SET EXERCISE.
Turn the listing below into a JSON list of strings, with one string for each line and no blank lines. Leave the pictures out of the answer.

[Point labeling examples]
──────

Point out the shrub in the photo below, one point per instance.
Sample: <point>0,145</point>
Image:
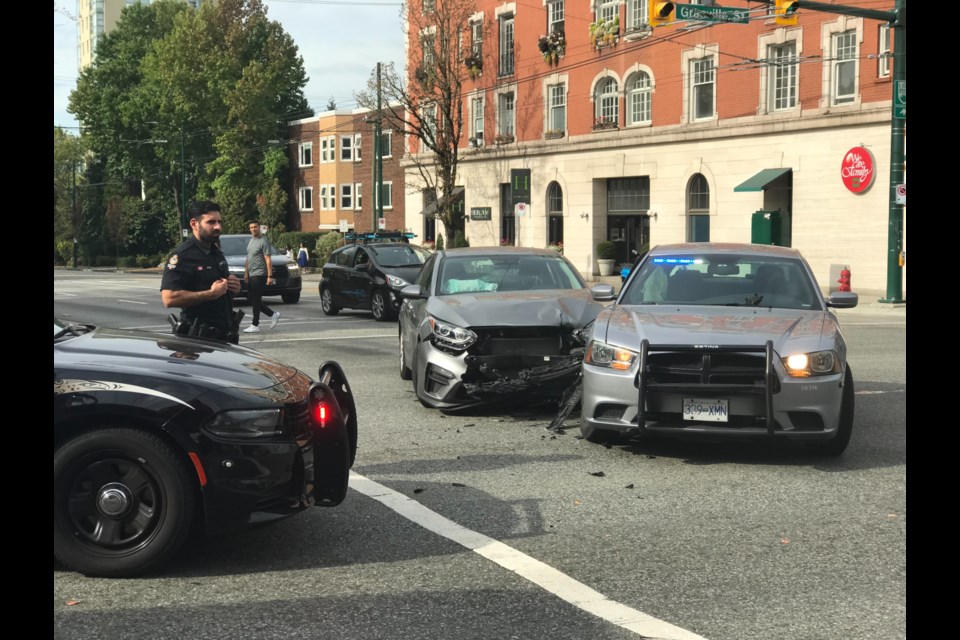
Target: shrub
<point>606,250</point>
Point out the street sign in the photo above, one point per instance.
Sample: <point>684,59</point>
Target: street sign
<point>712,14</point>
<point>900,100</point>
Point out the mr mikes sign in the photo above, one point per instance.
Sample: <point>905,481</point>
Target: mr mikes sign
<point>857,170</point>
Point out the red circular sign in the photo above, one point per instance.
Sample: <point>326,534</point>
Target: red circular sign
<point>857,169</point>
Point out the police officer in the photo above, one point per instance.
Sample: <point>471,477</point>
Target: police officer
<point>196,279</point>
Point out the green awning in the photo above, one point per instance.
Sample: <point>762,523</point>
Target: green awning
<point>760,181</point>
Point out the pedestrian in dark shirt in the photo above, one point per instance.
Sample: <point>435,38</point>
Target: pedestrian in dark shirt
<point>197,280</point>
<point>258,273</point>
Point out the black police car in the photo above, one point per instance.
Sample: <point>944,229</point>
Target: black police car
<point>155,435</point>
<point>368,274</point>
<point>288,281</point>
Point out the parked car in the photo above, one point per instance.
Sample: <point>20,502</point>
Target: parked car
<point>287,279</point>
<point>489,323</point>
<point>155,436</point>
<point>368,276</point>
<point>721,340</point>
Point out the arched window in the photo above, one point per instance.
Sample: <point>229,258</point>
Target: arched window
<point>698,209</point>
<point>555,214</point>
<point>607,103</point>
<point>639,98</point>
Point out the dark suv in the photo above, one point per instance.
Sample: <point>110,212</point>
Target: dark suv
<point>287,282</point>
<point>368,276</point>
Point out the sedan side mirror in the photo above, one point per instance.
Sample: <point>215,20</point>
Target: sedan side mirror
<point>603,292</point>
<point>412,292</point>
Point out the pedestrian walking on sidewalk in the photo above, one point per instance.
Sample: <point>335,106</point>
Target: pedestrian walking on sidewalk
<point>258,274</point>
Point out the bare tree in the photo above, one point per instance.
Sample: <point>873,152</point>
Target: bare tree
<point>430,95</point>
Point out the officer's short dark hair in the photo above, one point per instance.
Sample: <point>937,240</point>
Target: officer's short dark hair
<point>197,209</point>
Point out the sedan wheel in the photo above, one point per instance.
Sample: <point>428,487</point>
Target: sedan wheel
<point>326,303</point>
<point>124,501</point>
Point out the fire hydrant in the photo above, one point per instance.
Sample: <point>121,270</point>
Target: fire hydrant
<point>844,279</point>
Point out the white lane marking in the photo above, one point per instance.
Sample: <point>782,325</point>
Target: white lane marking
<point>542,575</point>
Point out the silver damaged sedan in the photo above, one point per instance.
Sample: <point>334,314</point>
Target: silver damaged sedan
<point>720,340</point>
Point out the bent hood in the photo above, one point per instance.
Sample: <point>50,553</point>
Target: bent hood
<point>789,329</point>
<point>566,308</point>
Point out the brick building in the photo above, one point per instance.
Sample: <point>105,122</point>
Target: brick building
<point>331,163</point>
<point>683,132</point>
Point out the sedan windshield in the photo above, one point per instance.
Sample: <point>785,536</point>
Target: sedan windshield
<point>724,280</point>
<point>465,274</point>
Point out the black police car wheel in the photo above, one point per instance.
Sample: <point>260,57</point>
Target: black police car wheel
<point>378,305</point>
<point>124,502</point>
<point>326,303</point>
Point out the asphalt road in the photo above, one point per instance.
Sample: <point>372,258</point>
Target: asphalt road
<point>486,525</point>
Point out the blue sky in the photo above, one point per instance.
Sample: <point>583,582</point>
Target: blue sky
<point>340,41</point>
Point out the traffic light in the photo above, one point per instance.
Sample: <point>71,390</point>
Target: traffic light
<point>662,13</point>
<point>785,12</point>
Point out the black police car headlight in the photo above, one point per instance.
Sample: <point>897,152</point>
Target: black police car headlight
<point>246,423</point>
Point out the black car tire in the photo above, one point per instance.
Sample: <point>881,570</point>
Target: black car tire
<point>148,486</point>
<point>405,372</point>
<point>597,436</point>
<point>838,444</point>
<point>326,302</point>
<point>380,306</point>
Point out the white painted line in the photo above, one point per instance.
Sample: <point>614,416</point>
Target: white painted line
<point>542,575</point>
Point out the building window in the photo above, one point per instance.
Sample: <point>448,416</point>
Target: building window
<point>386,144</point>
<point>506,114</point>
<point>783,76</point>
<point>640,98</point>
<point>306,199</point>
<point>506,45</point>
<point>554,214</point>
<point>636,14</point>
<point>555,16</point>
<point>557,117</point>
<point>306,154</point>
<point>883,52</point>
<point>607,102</point>
<point>476,38</point>
<point>844,67</point>
<point>698,209</point>
<point>628,195</point>
<point>702,89</point>
<point>476,115</point>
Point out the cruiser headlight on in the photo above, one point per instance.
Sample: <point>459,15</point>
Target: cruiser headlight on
<point>252,423</point>
<point>450,336</point>
<point>817,363</point>
<point>601,354</point>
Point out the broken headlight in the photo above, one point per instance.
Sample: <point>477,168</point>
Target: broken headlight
<point>450,336</point>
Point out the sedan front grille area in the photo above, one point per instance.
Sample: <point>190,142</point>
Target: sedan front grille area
<point>707,371</point>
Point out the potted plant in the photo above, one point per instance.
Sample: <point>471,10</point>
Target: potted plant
<point>606,256</point>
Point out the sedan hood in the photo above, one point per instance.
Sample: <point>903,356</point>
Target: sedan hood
<point>183,361</point>
<point>661,324</point>
<point>566,307</point>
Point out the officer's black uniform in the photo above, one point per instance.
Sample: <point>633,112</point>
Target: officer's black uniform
<point>193,267</point>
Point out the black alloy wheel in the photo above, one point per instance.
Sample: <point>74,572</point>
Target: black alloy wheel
<point>124,502</point>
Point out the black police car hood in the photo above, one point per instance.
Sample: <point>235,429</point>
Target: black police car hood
<point>186,362</point>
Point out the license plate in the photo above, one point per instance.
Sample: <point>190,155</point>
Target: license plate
<point>704,409</point>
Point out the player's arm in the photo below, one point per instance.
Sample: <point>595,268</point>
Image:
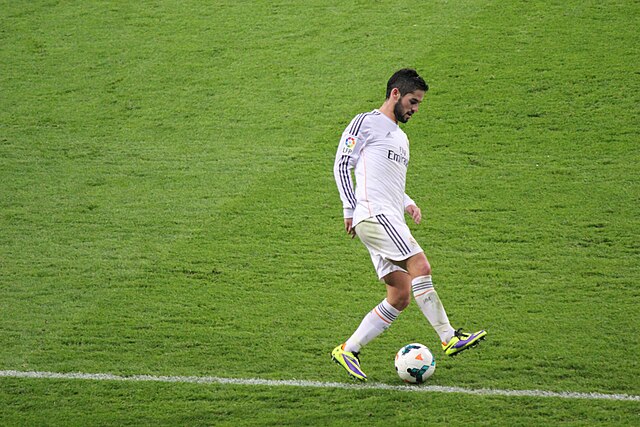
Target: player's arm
<point>342,172</point>
<point>412,209</point>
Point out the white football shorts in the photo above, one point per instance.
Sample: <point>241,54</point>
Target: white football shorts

──────

EXERCISE RESPONSE.
[
  "Point out the shrub in the photo below, one point per instance.",
  "Sample: <point>0,145</point>",
  "Image:",
  "Target: shrub",
  "<point>606,250</point>",
  "Point out the street sign in the photo above, one point per instance.",
  "Sample: <point>684,59</point>",
  "Target: street sign",
  "<point>712,14</point>",
  "<point>900,100</point>",
  "Point out the mr mikes sign in the photo above, one point per instance.",
  "Sample: <point>905,481</point>",
  "Target: mr mikes sign",
  "<point>857,170</point>",
  "Point out the red circular sign in the photo above, one point per instance.",
  "Sample: <point>326,534</point>",
  "Target: red circular sign",
  "<point>857,169</point>",
  "Point out the police officer in the photo above, one point per instance.",
  "Sample: <point>471,477</point>",
  "Target: police officer",
  "<point>196,279</point>",
  "Point out the green awning in the photo above, one point per instance.",
  "Sample: <point>762,523</point>",
  "Target: green awning",
  "<point>760,181</point>",
  "Point out the pedestrian in dark shirt in the photo above, one point per instance.",
  "Sample: <point>435,38</point>",
  "Target: pedestrian in dark shirt",
  "<point>197,280</point>",
  "<point>258,273</point>",
  "Point out the black police car in the photo above, one point per instance.",
  "Sample: <point>944,229</point>",
  "Target: black police car",
  "<point>155,435</point>",
  "<point>368,274</point>",
  "<point>288,281</point>",
  "Point out the parked car in the photo above, one point per instance.",
  "Sample: <point>20,502</point>",
  "Target: parked car",
  "<point>287,279</point>",
  "<point>489,323</point>",
  "<point>155,436</point>",
  "<point>368,276</point>",
  "<point>721,340</point>",
  "Point out the arched window in the photo above, one point per instance.",
  "Sample: <point>229,258</point>",
  "Target: arched window",
  "<point>698,209</point>",
  "<point>555,214</point>",
  "<point>607,103</point>",
  "<point>639,98</point>",
  "Point out the dark suv in the photo above, one point per instance.",
  "Sample: <point>110,212</point>",
  "Target: dark suv",
  "<point>287,282</point>",
  "<point>368,276</point>",
  "Point out the sedan side mirror in the photo above, one point per instance.",
  "Sample: <point>215,20</point>",
  "Target: sedan side mirror",
  "<point>603,292</point>",
  "<point>412,292</point>",
  "Point out the pedestrian walking on sidewalk in the photo above, one point per instance.",
  "Sample: <point>335,106</point>",
  "Target: pedestrian walking on sidewalk",
  "<point>258,274</point>",
  "Point out the bare tree in the photo above, one point per instance.",
  "Sample: <point>873,152</point>",
  "Target: bare tree",
  "<point>430,95</point>",
  "Point out the officer's short dark hair in the photo above, one point per instance.",
  "Sample: <point>937,240</point>",
  "Target: officer's short dark hair",
  "<point>197,209</point>",
  "Point out the sedan wheel in the photo above, one point per instance.",
  "Sample: <point>428,487</point>",
  "Target: sedan wheel",
  "<point>326,303</point>",
  "<point>124,501</point>",
  "Point out the fire hydrant in the photo above, one point per instance.",
  "Sample: <point>121,270</point>",
  "Target: fire hydrant",
  "<point>844,279</point>",
  "Point out the white lane marking in the photo above, one point per instance.",
  "Sample: <point>782,325</point>",
  "Target: white lane marking",
  "<point>542,575</point>",
  "Point out the silver damaged sedan in the photo above, one point per instance.",
  "Sample: <point>334,314</point>",
  "Target: silver damaged sedan",
  "<point>720,340</point>",
  "Point out the bent hood in the photo above, one point per instance.",
  "Sample: <point>50,553</point>",
  "Target: bent hood",
  "<point>789,329</point>",
  "<point>566,308</point>",
  "Point out the brick building in the photo above, one point per instance.",
  "Sample: <point>105,122</point>",
  "Target: brick building",
  "<point>331,163</point>",
  "<point>683,132</point>",
  "Point out the sedan windshield in the photo above, one point per instance.",
  "Sample: <point>785,536</point>",
  "Target: sedan windshield",
  "<point>724,280</point>",
  "<point>465,274</point>",
  "Point out the black police car wheel in the photo above, one point per instance.",
  "Sample: <point>260,57</point>",
  "Target: black police car wheel",
  "<point>378,305</point>",
  "<point>124,502</point>",
  "<point>326,303</point>",
  "Point out the asphalt road in the photo above, one point per instance.",
  "Sample: <point>372,258</point>",
  "Target: asphalt road",
  "<point>486,525</point>",
  "Point out the blue sky in the photo above, one point per instance.",
  "Sample: <point>583,582</point>",
  "Target: blue sky",
  "<point>340,41</point>",
  "Point out the traffic light in the photo above, one point per instance.",
  "Sample: <point>71,390</point>",
  "Target: traffic light",
  "<point>662,13</point>",
  "<point>785,12</point>",
  "Point out the black police car headlight in the photo above, one point per instance.",
  "Sample: <point>897,152</point>",
  "Target: black police car headlight",
  "<point>246,423</point>",
  "Point out the black car tire in the photo above, one point per instance.",
  "Sample: <point>881,570</point>",
  "Target: black car tire",
  "<point>148,486</point>",
  "<point>405,372</point>",
  "<point>597,436</point>",
  "<point>838,444</point>",
  "<point>326,302</point>",
  "<point>380,306</point>",
  "Point out the white painted line in the photo above, one point per instance.",
  "Sample: <point>614,416</point>",
  "Target: white painted line",
  "<point>542,575</point>",
  "Point out the building window in the photo above, one point per instance.",
  "Sample: <point>448,416</point>",
  "Target: building window",
  "<point>386,144</point>",
  "<point>506,114</point>",
  "<point>783,76</point>",
  "<point>640,98</point>",
  "<point>306,199</point>",
  "<point>506,45</point>",
  "<point>554,214</point>",
  "<point>636,14</point>",
  "<point>555,16</point>",
  "<point>557,117</point>",
  "<point>306,154</point>",
  "<point>883,52</point>",
  "<point>607,102</point>",
  "<point>476,38</point>",
  "<point>844,67</point>",
  "<point>698,209</point>",
  "<point>628,195</point>",
  "<point>702,89</point>",
  "<point>476,115</point>",
  "Point out the cruiser headlight on in the photo above, one point per instance.",
  "Sample: <point>459,15</point>",
  "Target: cruiser headlight on",
  "<point>252,423</point>",
  "<point>450,336</point>",
  "<point>817,363</point>",
  "<point>601,354</point>",
  "Point out the broken headlight in the photo above, one point per instance.",
  "Sample: <point>477,168</point>",
  "Target: broken headlight",
  "<point>450,336</point>",
  "Point out the sedan front grille area in the photo above, one point per instance.",
  "Sample: <point>190,142</point>",
  "Target: sedan front grille area",
  "<point>707,371</point>",
  "Point out the potted plant in the photo above, one point per instance.",
  "Sample: <point>471,10</point>",
  "Target: potted plant",
  "<point>606,256</point>",
  "Point out the sedan hood in the photo above, one point per instance.",
  "Sample: <point>903,356</point>",
  "Target: sedan hood",
  "<point>183,361</point>",
  "<point>661,324</point>",
  "<point>566,307</point>",
  "Point out the officer's black uniform in the photo above, one point per instance.",
  "Sample: <point>633,112</point>",
  "Target: officer's black uniform",
  "<point>193,267</point>",
  "Point out the black alloy wheel in the photo above, one point per instance.",
  "Sample: <point>74,572</point>",
  "Target: black alloy wheel",
  "<point>124,502</point>",
  "Point out the black police car hood in the photo above, one point per instance.",
  "Sample: <point>235,429</point>",
  "Target: black police car hood",
  "<point>186,362</point>",
  "Point out the license plate in the photo above, one point per instance.",
  "Sample: <point>190,155</point>",
  "Target: license plate",
  "<point>704,409</point>",
  "Point out the player's arm in the photo below, one point per instance.",
  "Sample: <point>595,268</point>",
  "Image:",
  "Target: player's arm",
  "<point>342,172</point>",
  "<point>412,209</point>",
  "Point out the white football shorts in the photo above, one point per instance.",
  "Sample: <point>241,54</point>",
  "Target: white football shorts"
]